Eventually, the forest gives way to wetland.  As our bikes slugged along, the sky opened up, and we were surrounded by cat tail reeds.  The wind moves across the reeds in waves, and the reeds whisper softly, consolingly, steadily, as if to strip from me any residual angst from expressways and highways that may have clung to my clothes.  Finally, we are at Islip beach.

There is nothing so very special about Islip beach, were you to compare it with its famous oceanfront cousins.  It is a bay beach that is several hundred feet wide, and looks across at Fire Island.  But when Margaret and I dated, we spent countless hours sitting at this beach.  Alongside a dozen other cars, we ate egg sandwiches as the sun rose.  We held Easter morning church services in the gazebo, we sailed sunfishes from the western end in midday, we sipped iced tea as the sun set, and we returned to our cars when the local police officer came to kick us out.  And so, when Margaret and I came to be married, this beach mattered more to us than the actual home we would move in to.  The home could be this or that, but what mattered was that we had to be a bike ride away from the beach.   Spring, summer, and fall, the boys climb the life guard stand, they run around the playground, they dig out hermit crabs, they learn to swim, they cry when they fall off of slides, they drop ice cream pops into the sand and rinse them off in the sea, they fall asleep in my arms as I walk along the water.  Islip beach is sacred ground.

This week, I invited the seventh individual to sit for a portrait, as part of the "Nine Faces of Islip" series.  My wife Margaret has urged me to paint Kay Erwood, a local figure that has devoted decades of her life to the community.  "KIC- Keep Islip Clean" is the simple logo on her office door, but judging from the profound legacy she has in this town, I felt that there must be more to her story.  This afternoon, I was delighted to hear Kay knock on the door of the building, and I ran down the stairs to greet her.  "Hello, Kevin, thank you so much for calling me.  I'm thrilled to be a part of this "Faces of Islip" thing that you are doing, I read about it in the paper.  It just sounds wonderful!"  Her smile was among the most contagious, uplifting smiles I'd ever encountered.  She went on to say that she remembers my wife as a little girl, and that "little Margaret was so helpful, joining my KIC groups."  Though it was two decades ago, she remembers small details about Margaret, and remembers her friends all by name.

Record list -
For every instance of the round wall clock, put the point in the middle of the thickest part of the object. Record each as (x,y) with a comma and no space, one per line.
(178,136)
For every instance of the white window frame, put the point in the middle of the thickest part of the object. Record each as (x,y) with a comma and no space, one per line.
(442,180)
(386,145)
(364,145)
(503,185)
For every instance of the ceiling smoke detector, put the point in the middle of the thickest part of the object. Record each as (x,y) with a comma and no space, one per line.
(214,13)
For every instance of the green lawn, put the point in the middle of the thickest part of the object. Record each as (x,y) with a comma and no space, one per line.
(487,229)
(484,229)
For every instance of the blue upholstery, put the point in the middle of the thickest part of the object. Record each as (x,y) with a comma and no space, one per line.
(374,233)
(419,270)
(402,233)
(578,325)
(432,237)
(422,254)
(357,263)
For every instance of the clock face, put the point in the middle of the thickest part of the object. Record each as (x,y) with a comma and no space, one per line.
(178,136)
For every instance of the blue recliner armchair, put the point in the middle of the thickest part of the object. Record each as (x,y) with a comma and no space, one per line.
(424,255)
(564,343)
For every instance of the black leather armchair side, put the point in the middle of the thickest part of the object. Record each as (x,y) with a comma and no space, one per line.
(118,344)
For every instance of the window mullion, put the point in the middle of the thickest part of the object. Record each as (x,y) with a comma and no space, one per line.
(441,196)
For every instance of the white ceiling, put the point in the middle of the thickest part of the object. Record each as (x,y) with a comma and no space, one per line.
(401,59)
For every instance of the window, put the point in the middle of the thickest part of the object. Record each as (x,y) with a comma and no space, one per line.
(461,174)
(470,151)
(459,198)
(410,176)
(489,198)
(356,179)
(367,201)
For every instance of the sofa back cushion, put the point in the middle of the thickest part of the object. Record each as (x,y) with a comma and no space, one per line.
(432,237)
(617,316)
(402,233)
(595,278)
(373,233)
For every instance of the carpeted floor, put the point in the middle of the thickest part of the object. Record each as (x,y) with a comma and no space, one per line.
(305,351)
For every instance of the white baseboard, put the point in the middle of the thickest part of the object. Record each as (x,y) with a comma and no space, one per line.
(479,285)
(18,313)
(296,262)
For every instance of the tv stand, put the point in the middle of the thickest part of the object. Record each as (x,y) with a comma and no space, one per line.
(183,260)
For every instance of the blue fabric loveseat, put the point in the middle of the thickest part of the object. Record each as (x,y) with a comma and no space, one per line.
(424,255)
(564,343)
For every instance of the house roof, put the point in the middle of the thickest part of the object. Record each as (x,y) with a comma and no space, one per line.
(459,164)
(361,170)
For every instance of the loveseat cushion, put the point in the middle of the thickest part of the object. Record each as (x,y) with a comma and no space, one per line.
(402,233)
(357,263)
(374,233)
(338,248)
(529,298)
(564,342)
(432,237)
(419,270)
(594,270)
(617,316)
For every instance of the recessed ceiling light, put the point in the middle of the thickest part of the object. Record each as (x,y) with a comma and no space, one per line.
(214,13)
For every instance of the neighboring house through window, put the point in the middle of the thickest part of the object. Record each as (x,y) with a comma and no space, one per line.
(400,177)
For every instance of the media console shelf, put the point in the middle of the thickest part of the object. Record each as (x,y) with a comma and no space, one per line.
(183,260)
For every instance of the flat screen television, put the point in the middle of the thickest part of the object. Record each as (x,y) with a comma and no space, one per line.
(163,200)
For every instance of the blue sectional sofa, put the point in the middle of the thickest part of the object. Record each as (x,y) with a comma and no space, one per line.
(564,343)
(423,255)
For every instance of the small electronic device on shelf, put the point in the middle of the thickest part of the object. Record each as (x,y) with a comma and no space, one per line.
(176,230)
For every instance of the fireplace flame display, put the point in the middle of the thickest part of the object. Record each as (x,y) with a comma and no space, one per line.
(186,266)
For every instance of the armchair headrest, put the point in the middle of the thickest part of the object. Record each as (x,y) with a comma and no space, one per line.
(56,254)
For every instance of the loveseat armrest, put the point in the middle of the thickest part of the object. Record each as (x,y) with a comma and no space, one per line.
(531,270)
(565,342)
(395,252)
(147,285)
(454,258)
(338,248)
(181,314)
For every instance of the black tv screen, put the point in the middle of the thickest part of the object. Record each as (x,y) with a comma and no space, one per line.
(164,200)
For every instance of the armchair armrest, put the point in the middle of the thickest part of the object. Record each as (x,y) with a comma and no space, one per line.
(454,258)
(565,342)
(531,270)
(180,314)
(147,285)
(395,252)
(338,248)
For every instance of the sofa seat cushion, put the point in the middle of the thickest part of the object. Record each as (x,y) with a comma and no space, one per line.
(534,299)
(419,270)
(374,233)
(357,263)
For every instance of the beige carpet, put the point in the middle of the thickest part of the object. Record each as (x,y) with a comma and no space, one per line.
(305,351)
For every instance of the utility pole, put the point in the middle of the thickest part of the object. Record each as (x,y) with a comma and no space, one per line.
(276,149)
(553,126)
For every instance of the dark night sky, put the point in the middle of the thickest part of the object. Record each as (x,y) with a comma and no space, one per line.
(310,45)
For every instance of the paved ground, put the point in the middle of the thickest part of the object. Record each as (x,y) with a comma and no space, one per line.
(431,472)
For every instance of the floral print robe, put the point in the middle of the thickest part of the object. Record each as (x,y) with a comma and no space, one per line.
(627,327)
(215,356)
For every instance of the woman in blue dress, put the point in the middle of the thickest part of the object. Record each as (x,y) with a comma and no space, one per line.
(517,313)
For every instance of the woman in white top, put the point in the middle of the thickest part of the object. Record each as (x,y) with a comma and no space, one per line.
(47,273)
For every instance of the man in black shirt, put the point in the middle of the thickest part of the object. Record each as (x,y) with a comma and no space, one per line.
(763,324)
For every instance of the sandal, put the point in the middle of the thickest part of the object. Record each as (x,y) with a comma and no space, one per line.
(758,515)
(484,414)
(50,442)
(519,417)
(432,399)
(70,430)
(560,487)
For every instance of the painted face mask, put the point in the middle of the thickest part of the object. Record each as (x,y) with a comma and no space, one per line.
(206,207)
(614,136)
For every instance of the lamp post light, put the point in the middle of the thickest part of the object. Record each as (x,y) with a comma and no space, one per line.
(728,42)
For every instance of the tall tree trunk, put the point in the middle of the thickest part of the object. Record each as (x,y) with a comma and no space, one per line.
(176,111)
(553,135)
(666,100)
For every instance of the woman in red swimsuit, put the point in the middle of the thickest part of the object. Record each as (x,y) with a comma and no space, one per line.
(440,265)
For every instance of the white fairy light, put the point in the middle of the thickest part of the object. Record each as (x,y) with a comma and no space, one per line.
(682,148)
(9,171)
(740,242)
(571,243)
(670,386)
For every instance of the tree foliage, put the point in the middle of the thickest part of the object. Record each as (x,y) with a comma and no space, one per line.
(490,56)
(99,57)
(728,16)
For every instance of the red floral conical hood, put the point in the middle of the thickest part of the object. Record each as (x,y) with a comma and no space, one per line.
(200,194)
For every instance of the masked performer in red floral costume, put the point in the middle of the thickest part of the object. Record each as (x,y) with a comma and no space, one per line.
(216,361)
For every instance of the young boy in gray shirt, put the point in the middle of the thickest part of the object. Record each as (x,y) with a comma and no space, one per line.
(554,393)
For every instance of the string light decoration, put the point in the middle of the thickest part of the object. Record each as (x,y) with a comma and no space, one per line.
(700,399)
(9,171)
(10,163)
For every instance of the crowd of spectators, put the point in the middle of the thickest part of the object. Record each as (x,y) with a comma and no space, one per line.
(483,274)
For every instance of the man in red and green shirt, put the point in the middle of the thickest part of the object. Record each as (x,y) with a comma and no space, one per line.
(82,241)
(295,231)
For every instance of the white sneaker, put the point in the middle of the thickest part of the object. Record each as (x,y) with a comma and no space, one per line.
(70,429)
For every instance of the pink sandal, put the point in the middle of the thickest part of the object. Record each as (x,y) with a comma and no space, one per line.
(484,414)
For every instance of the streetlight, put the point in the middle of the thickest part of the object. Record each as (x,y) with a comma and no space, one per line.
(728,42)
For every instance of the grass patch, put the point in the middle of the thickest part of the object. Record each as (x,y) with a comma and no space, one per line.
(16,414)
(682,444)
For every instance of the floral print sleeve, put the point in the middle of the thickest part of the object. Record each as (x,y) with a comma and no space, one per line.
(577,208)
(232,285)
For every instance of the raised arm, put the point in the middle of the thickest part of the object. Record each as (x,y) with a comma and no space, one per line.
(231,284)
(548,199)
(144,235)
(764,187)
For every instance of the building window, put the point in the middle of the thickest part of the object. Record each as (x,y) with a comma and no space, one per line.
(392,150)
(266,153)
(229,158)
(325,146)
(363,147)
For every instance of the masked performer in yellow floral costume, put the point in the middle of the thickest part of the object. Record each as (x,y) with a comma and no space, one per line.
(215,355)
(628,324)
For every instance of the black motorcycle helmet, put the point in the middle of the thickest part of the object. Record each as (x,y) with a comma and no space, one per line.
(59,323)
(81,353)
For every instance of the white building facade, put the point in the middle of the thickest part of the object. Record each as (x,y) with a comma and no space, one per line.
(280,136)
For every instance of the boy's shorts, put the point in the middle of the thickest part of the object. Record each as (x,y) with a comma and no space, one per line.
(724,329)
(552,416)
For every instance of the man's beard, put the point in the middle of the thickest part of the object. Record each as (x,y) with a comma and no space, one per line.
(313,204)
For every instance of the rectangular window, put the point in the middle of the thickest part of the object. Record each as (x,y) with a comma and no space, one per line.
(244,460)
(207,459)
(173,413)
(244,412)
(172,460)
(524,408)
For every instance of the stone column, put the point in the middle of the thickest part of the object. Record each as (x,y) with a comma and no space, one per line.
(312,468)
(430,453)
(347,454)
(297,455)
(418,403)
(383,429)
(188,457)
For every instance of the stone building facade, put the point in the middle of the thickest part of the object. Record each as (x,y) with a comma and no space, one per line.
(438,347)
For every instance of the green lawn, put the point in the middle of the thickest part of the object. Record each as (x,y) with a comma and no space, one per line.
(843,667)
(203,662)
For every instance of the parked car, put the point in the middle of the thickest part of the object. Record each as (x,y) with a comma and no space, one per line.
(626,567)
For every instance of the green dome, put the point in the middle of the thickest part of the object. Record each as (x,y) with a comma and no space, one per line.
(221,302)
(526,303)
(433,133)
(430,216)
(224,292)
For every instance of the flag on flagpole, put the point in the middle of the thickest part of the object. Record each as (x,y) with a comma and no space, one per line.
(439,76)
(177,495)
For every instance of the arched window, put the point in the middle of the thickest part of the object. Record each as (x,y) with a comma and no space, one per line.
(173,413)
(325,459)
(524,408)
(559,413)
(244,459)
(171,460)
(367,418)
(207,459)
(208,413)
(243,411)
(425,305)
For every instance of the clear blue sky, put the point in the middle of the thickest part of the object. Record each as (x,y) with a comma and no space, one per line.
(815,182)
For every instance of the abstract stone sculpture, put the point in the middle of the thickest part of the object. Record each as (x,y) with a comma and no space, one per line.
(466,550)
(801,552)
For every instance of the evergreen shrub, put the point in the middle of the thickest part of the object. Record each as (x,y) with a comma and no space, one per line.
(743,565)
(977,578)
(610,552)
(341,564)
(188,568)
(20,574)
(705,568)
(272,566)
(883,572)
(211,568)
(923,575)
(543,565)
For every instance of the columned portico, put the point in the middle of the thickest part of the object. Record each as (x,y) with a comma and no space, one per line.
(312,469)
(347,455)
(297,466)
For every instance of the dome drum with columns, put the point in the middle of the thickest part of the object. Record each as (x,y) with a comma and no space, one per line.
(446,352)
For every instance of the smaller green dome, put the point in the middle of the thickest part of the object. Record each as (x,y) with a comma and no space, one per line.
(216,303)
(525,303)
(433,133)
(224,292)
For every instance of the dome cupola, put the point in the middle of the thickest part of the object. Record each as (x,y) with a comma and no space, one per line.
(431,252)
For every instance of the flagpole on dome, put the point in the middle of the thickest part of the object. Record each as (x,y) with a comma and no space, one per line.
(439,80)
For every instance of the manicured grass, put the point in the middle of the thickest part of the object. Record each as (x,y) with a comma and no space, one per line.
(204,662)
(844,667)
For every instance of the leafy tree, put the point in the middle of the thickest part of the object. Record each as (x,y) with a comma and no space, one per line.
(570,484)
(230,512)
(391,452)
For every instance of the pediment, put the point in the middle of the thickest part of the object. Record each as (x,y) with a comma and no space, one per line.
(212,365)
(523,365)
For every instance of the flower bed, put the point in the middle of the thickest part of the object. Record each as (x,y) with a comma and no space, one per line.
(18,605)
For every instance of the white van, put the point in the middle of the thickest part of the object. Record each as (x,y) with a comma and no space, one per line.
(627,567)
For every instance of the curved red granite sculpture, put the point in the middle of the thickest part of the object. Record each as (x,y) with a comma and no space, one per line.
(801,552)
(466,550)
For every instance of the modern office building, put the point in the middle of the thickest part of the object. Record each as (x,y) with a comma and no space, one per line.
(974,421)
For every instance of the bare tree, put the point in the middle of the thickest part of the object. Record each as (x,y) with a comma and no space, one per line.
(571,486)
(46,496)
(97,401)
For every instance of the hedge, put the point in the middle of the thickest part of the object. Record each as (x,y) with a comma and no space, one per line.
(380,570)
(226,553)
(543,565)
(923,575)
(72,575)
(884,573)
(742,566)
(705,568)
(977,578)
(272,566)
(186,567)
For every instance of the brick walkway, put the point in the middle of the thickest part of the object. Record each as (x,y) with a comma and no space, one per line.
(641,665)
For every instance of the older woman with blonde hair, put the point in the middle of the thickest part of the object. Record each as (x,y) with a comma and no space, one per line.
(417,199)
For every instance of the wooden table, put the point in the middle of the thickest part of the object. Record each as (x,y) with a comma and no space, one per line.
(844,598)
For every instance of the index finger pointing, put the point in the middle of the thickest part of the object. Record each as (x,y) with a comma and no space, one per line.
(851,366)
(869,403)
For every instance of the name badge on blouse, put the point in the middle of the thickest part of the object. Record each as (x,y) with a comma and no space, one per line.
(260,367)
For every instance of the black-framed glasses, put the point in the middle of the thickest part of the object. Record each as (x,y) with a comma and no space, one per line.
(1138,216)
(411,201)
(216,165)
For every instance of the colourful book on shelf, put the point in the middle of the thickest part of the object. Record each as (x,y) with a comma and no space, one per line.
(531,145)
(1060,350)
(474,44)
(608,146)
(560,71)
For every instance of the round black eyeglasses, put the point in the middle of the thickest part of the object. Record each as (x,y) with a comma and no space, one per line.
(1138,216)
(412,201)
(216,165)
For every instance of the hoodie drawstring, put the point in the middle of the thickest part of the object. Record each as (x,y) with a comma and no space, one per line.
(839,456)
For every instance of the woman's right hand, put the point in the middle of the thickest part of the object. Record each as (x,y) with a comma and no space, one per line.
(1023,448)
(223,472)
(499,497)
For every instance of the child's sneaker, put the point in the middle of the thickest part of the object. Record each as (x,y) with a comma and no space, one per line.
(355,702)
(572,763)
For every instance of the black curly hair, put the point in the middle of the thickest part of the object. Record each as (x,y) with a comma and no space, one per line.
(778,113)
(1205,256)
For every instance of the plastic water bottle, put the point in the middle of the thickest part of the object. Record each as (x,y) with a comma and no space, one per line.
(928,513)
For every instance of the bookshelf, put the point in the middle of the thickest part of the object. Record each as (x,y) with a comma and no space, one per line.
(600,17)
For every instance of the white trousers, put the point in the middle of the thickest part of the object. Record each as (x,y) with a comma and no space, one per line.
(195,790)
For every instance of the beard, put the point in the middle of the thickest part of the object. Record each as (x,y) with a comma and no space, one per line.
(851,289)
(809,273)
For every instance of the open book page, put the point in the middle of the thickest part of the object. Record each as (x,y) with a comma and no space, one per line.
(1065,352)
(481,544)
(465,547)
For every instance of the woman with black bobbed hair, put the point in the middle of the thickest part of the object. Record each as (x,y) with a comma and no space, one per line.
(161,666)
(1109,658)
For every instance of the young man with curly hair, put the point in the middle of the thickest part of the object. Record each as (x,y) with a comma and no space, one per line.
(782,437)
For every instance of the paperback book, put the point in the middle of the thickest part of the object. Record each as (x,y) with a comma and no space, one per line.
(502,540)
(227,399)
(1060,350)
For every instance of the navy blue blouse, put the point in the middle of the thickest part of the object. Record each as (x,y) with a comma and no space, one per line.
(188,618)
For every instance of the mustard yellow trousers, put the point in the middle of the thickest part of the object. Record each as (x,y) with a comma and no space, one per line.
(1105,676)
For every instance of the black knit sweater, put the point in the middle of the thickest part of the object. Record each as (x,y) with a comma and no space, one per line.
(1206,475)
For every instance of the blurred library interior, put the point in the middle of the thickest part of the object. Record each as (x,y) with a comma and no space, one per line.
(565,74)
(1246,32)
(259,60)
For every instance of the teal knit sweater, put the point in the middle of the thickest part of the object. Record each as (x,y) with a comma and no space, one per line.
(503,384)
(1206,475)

The exercise - Repeat the Islip beach passage between "Eventually, the forest" and "at Islip beach.", inclusive, swapping "reeds" for "rushes".

Answer to the problem -
Eventually, the forest gives way to wetland.  As our bikes slugged along, the sky opened up, and we were surrounded by cat tail rushes.  The wind moves across the rushes in waves, and the rushes whisper softly, consolingly, steadily, as if to strip from me any residual angst from expressways and highways that may have clung to my clothes.  Finally, we are at Islip beach.